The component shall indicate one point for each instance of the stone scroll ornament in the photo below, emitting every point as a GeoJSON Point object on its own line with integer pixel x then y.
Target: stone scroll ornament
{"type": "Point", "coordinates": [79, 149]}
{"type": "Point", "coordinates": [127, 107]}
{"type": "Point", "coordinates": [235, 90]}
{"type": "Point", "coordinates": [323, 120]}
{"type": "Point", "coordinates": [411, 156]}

AIM OF THE TASK >> Update the records above so that each "stone scroll ornament" becomes "carved scroll motif", and keep every other part of the lines unchanged.

SOLUTION FOR THIS EXERCISE >>
The component shall indicate one point for each instance of the carved scroll motif in the photo below, emitting every point as a GeoJSON Point object on its own line with integer pixel x then y.
Target: carved scroll motif
{"type": "Point", "coordinates": [79, 149]}
{"type": "Point", "coordinates": [127, 107]}
{"type": "Point", "coordinates": [235, 90]}
{"type": "Point", "coordinates": [323, 120]}
{"type": "Point", "coordinates": [411, 156]}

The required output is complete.